■ **Exercise objective**: In the material below, count the lines that contain the string "dome", treating uppercase and lowercase as different. Reply with the number alone.

>> start Exercise data

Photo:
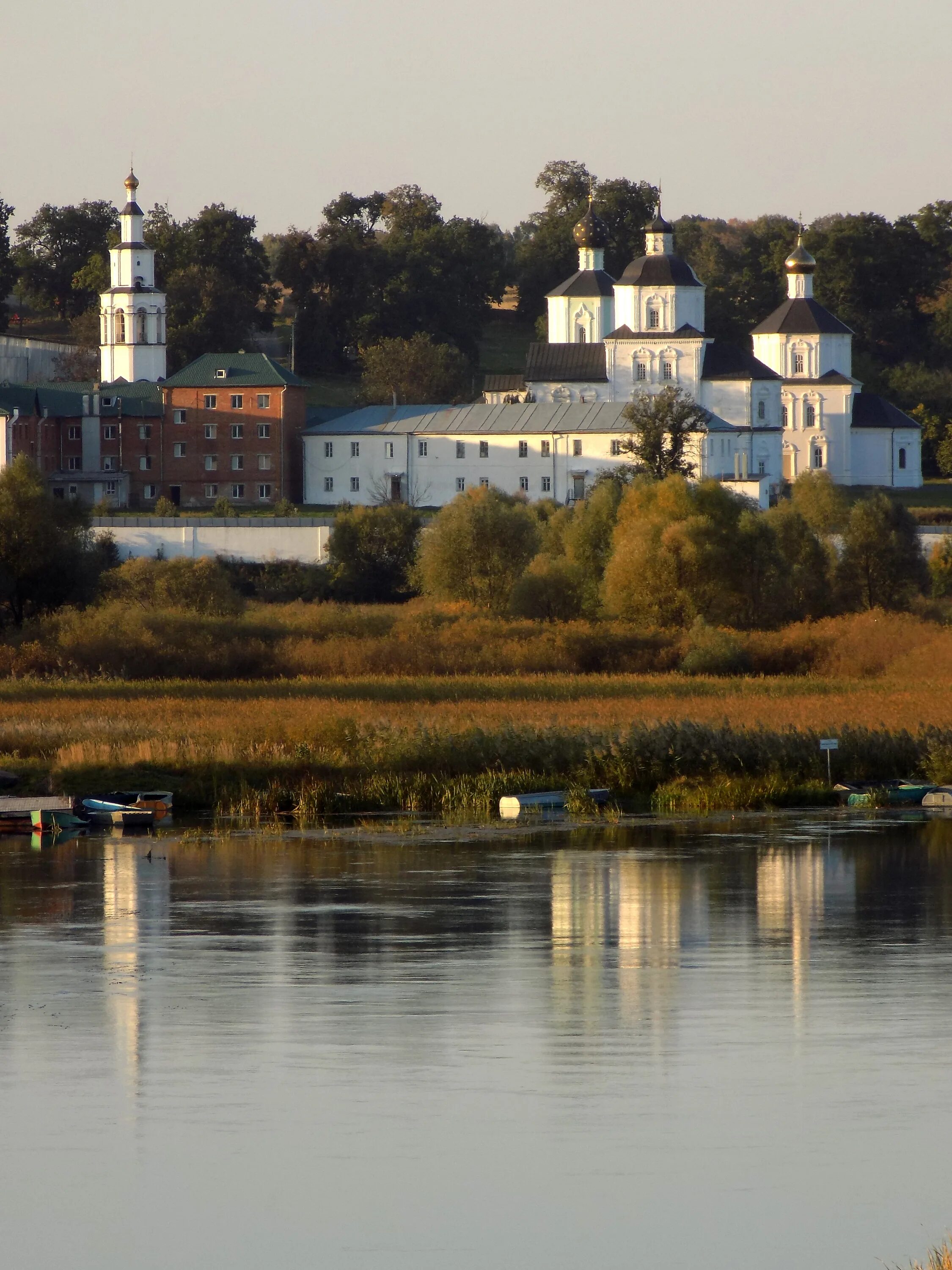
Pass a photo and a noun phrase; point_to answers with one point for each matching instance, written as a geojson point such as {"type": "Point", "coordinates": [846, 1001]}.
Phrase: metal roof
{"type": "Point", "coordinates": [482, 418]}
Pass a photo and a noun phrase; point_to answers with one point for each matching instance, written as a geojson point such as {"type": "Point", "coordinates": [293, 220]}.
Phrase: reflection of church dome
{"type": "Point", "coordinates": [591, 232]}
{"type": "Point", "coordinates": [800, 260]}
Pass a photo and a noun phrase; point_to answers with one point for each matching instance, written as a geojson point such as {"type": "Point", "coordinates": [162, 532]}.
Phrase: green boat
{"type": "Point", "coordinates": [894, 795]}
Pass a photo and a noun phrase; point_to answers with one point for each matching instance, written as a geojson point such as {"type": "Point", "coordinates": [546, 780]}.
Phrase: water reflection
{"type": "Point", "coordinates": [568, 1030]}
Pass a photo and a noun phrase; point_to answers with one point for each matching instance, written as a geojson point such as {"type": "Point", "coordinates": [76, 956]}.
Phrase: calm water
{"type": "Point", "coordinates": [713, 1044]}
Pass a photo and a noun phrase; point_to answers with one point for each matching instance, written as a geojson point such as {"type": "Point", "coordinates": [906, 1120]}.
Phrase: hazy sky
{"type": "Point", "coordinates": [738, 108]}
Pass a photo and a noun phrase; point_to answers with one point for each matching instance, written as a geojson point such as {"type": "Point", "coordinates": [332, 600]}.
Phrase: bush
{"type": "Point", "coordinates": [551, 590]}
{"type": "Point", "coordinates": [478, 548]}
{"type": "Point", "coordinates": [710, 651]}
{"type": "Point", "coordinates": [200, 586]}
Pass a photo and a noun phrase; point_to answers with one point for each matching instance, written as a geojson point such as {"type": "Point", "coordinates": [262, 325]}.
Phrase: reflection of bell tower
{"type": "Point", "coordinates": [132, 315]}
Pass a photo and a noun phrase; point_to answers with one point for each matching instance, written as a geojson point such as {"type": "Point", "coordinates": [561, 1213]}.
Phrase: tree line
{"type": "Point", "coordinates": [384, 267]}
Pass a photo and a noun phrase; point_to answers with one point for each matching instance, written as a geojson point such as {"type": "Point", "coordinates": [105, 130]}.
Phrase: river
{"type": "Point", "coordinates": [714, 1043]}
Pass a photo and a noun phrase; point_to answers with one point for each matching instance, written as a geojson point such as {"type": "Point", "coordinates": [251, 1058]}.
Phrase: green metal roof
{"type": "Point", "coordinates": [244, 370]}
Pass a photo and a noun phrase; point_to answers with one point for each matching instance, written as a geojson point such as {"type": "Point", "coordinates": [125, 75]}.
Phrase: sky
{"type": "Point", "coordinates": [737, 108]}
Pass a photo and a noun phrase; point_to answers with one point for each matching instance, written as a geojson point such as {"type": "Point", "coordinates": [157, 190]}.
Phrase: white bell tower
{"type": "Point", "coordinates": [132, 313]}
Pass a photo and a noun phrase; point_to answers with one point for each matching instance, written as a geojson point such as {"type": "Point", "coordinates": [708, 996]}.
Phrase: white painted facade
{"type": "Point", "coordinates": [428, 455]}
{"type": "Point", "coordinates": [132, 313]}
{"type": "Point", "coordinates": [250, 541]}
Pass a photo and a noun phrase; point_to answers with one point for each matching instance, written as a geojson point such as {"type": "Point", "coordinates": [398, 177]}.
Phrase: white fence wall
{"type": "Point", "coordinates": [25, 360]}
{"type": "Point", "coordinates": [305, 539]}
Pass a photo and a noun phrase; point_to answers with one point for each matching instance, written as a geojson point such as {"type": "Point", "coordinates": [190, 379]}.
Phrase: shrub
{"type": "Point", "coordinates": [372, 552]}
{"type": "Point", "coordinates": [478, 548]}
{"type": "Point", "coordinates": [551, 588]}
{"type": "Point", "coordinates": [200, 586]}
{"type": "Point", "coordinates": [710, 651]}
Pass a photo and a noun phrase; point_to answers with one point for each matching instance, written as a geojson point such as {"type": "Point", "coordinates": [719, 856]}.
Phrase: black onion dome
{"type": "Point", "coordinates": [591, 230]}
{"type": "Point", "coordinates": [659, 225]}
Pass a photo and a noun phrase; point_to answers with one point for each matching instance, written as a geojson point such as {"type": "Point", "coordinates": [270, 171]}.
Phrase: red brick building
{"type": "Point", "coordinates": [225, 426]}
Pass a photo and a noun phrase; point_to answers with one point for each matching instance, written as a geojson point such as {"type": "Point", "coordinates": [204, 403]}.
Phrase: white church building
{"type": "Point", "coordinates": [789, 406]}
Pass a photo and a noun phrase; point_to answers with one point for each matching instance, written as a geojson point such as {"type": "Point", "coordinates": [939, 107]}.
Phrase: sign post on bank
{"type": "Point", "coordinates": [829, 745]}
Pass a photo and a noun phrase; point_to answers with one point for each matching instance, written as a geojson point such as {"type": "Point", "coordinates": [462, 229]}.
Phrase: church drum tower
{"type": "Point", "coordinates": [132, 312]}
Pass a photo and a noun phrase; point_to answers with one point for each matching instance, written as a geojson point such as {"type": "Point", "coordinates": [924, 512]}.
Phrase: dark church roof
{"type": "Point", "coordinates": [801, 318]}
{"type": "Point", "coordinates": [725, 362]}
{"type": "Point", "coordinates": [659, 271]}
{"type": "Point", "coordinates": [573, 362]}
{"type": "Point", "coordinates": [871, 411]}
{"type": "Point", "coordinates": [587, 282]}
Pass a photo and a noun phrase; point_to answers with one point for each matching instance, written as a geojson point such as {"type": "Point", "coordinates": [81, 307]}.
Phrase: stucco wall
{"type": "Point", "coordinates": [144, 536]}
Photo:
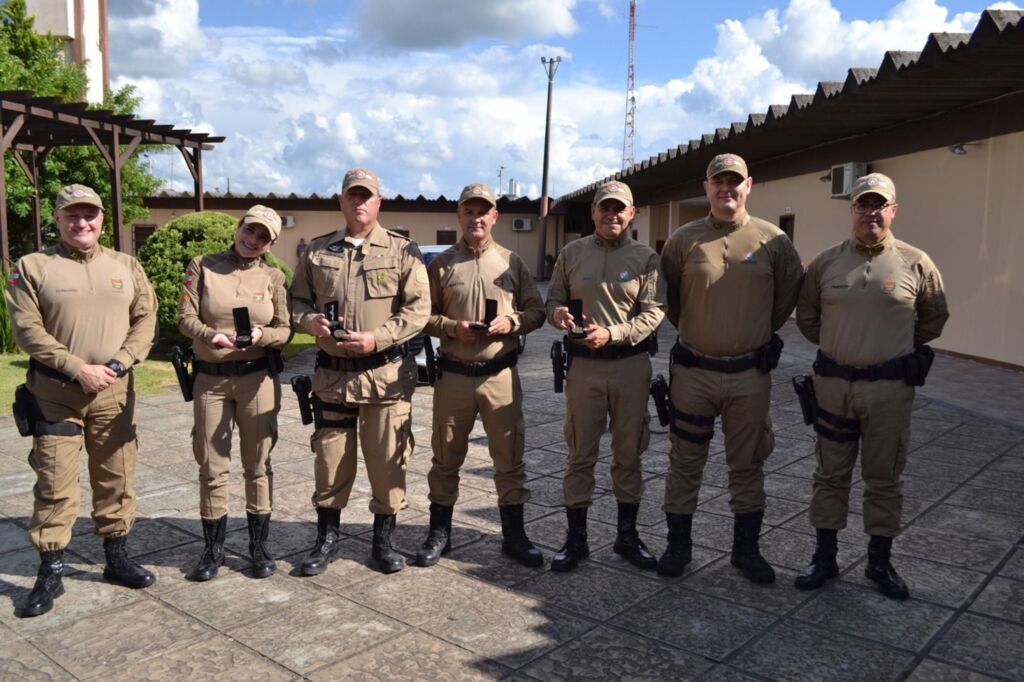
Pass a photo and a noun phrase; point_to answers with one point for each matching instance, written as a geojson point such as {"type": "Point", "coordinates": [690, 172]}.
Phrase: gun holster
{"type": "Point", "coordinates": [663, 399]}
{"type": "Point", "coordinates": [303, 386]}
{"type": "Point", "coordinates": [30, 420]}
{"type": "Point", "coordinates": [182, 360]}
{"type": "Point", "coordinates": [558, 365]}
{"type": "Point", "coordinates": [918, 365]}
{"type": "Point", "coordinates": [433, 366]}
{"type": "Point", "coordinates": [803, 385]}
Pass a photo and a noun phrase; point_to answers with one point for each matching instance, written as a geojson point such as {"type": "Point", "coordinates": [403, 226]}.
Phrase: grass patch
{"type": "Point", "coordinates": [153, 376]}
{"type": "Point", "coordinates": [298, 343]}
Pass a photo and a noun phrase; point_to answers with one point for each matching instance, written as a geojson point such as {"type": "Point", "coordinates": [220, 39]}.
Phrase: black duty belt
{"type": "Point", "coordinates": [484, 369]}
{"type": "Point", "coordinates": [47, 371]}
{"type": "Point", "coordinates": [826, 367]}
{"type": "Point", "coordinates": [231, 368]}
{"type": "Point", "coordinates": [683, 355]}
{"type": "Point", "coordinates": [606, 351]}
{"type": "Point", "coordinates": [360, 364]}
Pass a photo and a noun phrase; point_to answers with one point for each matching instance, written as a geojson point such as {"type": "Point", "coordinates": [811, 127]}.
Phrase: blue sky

>> end Exercise data
>> start Exercise data

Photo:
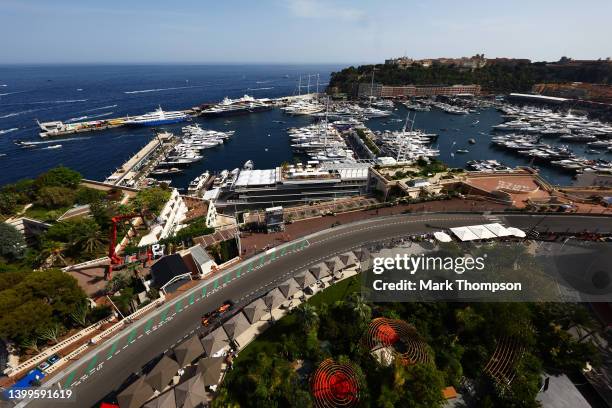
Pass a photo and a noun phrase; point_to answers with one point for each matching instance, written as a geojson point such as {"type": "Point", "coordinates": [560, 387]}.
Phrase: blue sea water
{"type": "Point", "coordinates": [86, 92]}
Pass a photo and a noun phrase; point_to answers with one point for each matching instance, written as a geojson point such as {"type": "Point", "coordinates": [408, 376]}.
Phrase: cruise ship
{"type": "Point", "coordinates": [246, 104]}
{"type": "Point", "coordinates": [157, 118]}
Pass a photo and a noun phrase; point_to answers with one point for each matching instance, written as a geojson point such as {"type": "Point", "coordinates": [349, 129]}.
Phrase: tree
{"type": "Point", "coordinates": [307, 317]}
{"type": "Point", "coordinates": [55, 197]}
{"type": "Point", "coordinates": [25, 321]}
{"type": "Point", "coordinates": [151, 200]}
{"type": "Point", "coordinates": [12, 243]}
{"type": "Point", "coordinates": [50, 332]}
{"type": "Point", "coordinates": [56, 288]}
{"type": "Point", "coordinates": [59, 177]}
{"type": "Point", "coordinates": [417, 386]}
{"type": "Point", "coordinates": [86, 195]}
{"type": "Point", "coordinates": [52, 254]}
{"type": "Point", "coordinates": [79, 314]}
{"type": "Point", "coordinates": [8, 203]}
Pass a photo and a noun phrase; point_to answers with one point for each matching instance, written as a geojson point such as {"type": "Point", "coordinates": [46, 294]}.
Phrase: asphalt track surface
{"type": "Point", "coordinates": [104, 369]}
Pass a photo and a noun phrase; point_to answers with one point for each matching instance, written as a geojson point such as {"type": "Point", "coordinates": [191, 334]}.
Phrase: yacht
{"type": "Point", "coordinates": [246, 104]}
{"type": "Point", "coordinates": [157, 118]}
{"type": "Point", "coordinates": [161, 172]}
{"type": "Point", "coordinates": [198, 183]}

>> end Exercise data
>> start Exercise data

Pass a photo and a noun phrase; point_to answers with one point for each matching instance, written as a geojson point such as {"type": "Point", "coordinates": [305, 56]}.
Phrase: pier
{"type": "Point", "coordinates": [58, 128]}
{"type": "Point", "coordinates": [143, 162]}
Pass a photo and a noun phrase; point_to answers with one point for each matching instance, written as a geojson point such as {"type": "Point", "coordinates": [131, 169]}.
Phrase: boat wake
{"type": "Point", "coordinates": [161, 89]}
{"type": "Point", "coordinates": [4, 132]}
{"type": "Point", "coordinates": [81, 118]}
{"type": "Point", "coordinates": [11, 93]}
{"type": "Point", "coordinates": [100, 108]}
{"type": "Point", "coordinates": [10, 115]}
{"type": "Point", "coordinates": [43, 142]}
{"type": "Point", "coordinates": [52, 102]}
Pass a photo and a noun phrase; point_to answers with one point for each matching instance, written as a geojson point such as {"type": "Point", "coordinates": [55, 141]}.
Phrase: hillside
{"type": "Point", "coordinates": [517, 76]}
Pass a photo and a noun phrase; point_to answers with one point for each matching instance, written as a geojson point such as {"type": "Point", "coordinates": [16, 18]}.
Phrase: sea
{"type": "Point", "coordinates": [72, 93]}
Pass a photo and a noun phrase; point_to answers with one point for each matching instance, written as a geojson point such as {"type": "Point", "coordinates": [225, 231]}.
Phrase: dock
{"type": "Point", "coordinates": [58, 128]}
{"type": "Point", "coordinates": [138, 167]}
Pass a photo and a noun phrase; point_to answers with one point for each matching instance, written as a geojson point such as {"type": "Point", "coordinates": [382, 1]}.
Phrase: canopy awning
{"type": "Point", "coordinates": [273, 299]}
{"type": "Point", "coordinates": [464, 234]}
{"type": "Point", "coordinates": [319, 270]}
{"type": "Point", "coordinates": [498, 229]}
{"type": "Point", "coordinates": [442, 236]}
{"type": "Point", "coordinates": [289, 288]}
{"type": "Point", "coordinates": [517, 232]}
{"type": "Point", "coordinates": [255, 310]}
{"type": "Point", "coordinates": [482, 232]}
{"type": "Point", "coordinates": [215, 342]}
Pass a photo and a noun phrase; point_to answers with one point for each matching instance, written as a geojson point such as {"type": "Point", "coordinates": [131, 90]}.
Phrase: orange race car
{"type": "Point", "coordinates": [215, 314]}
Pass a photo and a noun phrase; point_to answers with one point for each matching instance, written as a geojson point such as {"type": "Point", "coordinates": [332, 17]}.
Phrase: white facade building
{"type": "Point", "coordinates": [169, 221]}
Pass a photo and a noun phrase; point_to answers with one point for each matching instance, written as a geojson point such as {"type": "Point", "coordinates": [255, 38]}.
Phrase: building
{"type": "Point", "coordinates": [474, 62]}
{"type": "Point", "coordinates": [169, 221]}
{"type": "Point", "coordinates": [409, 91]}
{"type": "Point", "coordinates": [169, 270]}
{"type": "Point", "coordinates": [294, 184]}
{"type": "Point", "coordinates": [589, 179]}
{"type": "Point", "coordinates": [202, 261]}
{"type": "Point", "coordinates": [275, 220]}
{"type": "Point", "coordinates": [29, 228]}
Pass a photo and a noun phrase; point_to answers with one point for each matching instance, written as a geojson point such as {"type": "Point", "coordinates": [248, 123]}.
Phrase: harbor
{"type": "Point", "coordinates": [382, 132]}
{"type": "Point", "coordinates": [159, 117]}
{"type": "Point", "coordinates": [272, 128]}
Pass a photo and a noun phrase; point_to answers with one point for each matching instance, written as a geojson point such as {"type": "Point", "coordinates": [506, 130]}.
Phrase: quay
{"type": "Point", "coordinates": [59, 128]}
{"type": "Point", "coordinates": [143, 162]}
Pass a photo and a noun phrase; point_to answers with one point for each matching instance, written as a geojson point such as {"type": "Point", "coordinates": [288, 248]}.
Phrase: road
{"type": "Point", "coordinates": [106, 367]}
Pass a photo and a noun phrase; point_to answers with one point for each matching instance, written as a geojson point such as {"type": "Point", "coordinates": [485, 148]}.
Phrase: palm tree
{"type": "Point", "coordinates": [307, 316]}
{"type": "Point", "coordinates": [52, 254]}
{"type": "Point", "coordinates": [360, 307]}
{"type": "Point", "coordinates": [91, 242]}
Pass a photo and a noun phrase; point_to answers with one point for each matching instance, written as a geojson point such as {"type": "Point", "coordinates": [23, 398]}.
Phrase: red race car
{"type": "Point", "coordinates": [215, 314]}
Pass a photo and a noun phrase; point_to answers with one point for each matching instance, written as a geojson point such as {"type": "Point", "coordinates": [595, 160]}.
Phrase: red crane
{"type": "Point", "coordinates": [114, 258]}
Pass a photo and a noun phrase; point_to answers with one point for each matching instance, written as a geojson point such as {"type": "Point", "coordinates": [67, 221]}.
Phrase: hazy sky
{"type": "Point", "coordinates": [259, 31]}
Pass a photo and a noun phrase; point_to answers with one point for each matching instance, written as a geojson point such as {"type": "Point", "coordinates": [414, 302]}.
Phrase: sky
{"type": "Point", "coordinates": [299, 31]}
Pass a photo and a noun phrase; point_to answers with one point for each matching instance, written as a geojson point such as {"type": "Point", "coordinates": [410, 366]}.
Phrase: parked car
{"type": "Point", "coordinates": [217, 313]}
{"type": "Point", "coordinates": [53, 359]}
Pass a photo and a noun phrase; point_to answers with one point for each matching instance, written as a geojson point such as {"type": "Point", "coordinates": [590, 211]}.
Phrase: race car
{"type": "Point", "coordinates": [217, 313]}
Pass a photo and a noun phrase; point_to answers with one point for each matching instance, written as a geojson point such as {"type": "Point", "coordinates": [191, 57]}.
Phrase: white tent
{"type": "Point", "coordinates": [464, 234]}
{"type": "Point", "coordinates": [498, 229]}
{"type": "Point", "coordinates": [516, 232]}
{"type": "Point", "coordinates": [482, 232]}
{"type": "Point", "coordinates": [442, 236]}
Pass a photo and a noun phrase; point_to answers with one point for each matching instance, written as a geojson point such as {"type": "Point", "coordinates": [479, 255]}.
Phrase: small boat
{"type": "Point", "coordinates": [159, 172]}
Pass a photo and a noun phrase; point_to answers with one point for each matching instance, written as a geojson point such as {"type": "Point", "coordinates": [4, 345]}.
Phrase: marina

>> end Exercise data

■ **Exercise result**: 2